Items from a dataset
-.-.-

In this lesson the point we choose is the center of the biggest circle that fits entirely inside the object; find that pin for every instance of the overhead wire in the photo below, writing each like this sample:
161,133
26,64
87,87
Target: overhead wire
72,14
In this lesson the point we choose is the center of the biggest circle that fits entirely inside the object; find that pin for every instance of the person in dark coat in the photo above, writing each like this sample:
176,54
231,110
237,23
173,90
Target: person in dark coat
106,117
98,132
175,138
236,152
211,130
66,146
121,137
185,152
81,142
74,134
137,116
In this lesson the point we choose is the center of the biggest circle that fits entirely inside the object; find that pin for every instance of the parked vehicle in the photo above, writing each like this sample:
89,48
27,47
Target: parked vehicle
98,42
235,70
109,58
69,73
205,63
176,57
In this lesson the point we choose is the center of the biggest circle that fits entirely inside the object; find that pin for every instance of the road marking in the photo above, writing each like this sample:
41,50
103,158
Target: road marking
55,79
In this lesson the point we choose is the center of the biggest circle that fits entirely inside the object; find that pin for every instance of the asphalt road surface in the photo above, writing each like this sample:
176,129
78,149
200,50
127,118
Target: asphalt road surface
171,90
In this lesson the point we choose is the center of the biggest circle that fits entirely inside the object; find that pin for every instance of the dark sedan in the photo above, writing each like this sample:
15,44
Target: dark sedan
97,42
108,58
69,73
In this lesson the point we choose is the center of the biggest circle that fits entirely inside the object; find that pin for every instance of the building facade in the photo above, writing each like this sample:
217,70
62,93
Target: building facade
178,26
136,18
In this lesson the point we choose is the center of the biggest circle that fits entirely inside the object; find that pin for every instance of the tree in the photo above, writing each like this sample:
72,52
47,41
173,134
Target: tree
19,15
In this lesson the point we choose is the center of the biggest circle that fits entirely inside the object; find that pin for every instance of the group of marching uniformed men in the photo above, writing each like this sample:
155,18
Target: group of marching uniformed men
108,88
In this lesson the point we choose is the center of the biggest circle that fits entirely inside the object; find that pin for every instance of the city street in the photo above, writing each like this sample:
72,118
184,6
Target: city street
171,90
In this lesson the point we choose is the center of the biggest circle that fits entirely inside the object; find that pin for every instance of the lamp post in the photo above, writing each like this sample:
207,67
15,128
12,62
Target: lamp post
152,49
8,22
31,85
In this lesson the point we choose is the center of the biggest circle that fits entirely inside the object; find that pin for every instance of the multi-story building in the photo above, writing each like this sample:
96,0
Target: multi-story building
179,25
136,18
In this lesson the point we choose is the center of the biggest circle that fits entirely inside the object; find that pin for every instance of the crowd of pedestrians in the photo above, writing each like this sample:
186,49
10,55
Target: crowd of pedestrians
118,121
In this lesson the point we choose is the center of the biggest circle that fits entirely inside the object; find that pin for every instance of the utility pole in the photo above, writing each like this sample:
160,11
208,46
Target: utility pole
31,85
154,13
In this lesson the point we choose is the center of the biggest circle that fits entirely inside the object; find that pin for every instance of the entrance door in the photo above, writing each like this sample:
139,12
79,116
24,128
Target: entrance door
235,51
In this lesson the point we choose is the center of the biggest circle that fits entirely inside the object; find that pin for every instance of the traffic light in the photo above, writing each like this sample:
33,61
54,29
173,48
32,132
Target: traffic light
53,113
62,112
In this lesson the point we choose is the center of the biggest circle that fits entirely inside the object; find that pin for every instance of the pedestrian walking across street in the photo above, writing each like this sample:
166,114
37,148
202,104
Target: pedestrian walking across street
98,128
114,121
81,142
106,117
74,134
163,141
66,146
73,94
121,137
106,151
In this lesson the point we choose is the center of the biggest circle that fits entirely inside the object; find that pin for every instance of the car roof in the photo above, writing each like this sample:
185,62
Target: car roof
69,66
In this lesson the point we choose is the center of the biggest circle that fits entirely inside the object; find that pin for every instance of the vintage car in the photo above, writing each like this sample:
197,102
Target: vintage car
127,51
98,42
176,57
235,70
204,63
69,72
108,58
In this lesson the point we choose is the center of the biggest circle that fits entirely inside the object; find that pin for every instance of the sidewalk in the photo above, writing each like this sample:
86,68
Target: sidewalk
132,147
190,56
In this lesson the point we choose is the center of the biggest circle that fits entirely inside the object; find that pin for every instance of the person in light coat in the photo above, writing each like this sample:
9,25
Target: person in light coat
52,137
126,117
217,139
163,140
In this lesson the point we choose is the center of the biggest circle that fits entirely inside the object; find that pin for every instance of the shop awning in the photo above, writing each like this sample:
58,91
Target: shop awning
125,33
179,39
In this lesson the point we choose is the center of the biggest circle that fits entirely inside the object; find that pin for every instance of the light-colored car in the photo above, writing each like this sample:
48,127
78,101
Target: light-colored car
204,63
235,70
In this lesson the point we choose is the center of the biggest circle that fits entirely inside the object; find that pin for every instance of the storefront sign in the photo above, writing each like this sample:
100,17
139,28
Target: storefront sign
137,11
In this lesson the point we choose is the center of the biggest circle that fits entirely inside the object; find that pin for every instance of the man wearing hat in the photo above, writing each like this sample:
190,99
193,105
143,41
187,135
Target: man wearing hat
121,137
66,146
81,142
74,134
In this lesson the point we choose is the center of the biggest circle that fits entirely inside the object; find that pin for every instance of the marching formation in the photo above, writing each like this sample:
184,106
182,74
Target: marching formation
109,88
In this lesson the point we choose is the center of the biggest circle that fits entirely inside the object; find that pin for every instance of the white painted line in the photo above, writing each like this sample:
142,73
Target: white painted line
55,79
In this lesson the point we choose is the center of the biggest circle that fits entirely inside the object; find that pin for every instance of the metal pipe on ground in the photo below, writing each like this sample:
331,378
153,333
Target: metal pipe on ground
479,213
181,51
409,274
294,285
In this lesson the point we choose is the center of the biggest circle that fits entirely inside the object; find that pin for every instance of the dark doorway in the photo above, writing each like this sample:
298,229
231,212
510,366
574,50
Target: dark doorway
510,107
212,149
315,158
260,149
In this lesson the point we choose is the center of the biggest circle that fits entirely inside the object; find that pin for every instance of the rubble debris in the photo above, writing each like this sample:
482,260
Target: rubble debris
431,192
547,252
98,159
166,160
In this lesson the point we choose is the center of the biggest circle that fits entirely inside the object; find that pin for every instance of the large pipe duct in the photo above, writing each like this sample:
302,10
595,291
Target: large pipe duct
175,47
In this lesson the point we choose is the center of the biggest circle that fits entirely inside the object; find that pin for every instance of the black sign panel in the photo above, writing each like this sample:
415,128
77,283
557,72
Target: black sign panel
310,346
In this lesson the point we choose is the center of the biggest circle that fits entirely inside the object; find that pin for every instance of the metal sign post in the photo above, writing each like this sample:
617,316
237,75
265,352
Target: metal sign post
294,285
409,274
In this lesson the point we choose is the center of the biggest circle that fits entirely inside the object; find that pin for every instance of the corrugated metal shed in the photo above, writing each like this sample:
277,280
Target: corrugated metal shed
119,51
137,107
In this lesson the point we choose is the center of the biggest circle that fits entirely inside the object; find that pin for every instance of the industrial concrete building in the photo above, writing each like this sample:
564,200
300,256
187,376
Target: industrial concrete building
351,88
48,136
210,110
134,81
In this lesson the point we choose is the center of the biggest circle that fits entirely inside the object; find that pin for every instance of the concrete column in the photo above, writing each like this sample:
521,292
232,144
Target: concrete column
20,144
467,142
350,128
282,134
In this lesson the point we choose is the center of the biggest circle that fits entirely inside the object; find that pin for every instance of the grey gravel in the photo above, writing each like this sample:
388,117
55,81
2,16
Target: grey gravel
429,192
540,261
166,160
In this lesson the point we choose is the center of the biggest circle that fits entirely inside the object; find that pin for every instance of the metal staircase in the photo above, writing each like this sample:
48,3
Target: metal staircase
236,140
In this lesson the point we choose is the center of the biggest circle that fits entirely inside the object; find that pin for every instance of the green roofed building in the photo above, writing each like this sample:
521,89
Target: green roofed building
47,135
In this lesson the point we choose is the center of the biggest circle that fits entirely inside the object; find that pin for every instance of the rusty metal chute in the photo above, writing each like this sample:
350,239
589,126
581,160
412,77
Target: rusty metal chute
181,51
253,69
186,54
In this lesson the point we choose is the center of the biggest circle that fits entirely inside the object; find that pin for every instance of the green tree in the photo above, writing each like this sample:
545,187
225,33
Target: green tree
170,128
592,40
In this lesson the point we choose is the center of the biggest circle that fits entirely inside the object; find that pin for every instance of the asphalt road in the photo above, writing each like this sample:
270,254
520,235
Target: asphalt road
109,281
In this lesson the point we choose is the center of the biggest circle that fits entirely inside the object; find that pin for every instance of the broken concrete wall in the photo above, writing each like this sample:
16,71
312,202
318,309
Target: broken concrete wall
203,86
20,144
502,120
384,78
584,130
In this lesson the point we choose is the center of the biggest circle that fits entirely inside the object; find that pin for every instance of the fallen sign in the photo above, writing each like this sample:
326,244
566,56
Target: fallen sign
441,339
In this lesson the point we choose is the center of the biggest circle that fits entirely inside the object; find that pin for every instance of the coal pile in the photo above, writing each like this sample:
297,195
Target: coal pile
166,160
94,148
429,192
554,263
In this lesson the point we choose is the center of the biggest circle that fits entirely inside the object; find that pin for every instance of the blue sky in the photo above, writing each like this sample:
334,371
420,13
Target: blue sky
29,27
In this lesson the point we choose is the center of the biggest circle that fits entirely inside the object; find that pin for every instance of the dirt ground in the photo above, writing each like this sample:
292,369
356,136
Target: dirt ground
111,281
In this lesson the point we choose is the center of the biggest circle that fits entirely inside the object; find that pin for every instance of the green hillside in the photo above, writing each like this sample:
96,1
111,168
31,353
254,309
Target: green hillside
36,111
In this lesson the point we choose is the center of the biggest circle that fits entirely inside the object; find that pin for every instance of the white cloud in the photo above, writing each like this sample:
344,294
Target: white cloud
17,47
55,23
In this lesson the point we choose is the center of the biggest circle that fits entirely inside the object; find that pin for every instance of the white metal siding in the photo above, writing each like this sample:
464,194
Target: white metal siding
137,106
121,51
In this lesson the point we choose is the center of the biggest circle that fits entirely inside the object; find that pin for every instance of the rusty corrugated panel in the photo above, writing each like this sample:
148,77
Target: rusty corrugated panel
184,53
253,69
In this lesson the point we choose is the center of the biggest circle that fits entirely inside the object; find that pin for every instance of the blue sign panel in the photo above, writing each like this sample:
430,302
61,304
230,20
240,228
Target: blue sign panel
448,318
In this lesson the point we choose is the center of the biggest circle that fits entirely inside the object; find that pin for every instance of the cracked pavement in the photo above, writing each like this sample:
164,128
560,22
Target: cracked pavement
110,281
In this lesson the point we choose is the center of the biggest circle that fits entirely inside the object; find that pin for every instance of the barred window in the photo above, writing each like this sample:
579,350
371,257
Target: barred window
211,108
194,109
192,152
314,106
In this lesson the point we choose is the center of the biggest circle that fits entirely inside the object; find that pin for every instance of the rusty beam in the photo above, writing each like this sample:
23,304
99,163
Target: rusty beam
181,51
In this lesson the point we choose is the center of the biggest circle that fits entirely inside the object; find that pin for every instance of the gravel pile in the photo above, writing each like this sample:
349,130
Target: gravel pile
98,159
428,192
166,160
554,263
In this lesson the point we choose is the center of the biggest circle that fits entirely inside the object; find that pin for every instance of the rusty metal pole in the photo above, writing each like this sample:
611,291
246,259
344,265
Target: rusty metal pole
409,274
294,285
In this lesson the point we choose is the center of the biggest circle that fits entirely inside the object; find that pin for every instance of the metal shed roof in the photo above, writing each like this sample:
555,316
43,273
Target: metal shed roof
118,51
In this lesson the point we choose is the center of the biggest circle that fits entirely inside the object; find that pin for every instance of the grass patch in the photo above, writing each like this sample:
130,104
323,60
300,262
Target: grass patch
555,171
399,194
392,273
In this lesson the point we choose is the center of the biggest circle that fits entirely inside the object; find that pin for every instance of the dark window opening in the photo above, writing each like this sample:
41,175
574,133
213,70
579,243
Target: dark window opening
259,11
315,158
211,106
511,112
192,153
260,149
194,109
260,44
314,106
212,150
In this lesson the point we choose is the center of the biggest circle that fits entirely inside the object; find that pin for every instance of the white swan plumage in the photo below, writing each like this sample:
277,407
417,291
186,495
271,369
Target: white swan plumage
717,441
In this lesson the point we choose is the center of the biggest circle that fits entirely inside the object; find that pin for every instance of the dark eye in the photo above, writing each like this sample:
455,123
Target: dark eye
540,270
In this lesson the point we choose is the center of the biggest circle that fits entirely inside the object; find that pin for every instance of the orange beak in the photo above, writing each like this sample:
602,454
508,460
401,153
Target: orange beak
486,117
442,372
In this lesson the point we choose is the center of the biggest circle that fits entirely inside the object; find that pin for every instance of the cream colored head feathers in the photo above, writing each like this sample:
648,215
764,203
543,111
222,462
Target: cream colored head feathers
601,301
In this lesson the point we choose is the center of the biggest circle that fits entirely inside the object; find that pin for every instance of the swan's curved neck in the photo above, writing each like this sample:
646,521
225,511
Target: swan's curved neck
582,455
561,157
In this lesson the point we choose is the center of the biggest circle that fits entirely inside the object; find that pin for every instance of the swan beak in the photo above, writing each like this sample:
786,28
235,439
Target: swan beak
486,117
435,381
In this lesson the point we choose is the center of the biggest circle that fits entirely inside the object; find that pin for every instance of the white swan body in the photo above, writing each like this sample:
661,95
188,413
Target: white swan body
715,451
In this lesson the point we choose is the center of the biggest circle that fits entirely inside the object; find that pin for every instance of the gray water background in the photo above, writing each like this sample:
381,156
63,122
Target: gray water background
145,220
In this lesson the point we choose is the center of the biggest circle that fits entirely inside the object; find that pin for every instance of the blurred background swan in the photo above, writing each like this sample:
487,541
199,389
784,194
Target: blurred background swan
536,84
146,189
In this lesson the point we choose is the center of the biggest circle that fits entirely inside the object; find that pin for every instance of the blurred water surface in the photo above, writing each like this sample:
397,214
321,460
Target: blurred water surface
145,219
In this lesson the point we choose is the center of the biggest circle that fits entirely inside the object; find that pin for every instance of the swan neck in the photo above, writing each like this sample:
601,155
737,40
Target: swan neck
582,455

-.-.-

## What the task asks
Only those lines running from the one containing "of the swan's" through the last line of the data above are to be copied, exactly, with both ends included.

## Solution below
In this lesson the point we choose is the center of the biggest circle that fits entirely inside the object; find that pin for every instance of the swan's curved neck in the photo above, writing each like this sample:
646,521
225,511
Target: swan's curved neck
582,455
561,157
In this lesson the point we choose is the center of the biggest circle that fits entirely inside the object; find that pin for every instance of the swan beak in the photo above, writing each like this sample:
786,28
235,439
Target: swan beak
486,117
435,381
In this lesson the point we choose is the center of the biggest circle that fits entirely inside the object; find that pin for every instance of the white swan body in the photo above, writing each like this sample:
661,95
188,413
Target: white swan body
715,451
In this lesson the point we choose is the center of the biggest circle that fits entirely inside the object; find that pin for every instance of the gray water background in the photo above, writing each like this sample:
381,156
63,122
Target: gray water background
145,220
In this lesson the point we choose is the center of the biggest circle that fits entirely inside the object; find that pin for every instance of the blurred background swan in the photo above, writing each like this sample:
487,541
199,389
784,194
Target: blurred background swan
536,84
146,189
In this lesson the point we choose is the center of the biggest circle that fits entirely inside the object; find that pin for every instance of the blurred water surface in the photo above, writing each like this sample:
397,214
321,460
Target: blurred water surface
145,219
In this lesson the point we choose is the center of the biggest circle that fits entirely inside the object; find that pin for every instance of the swan neck in the photo above, writing each like this sample:
601,155
737,40
Target: swan neck
582,455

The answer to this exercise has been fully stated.